[SHORT EXERCISE]
Reproduce verbatim the stretch of the items below from the line containing "left ear with a marker in this photo?" through the final line of the items, including both ends and nothing else.

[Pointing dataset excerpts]
%%
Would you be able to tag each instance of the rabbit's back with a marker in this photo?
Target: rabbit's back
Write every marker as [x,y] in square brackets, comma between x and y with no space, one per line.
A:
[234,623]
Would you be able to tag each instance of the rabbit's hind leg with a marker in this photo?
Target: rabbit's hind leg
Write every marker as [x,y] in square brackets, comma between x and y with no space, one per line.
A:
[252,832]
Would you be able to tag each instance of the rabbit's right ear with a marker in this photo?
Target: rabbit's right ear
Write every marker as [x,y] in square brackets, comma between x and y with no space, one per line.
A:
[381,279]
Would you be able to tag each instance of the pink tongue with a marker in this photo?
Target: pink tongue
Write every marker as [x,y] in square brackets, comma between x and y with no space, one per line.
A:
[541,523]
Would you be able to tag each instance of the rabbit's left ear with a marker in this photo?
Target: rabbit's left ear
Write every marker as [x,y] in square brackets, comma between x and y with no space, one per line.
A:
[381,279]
%%
[WRITTEN SOLUTION]
Would you be able to tag each instance of the rabbit's left ear with a marker in this photo?
Target: rabbit's left ear
Write every marker as [x,y] in square brackets, comma between x and y with no space, one per line.
A:
[381,279]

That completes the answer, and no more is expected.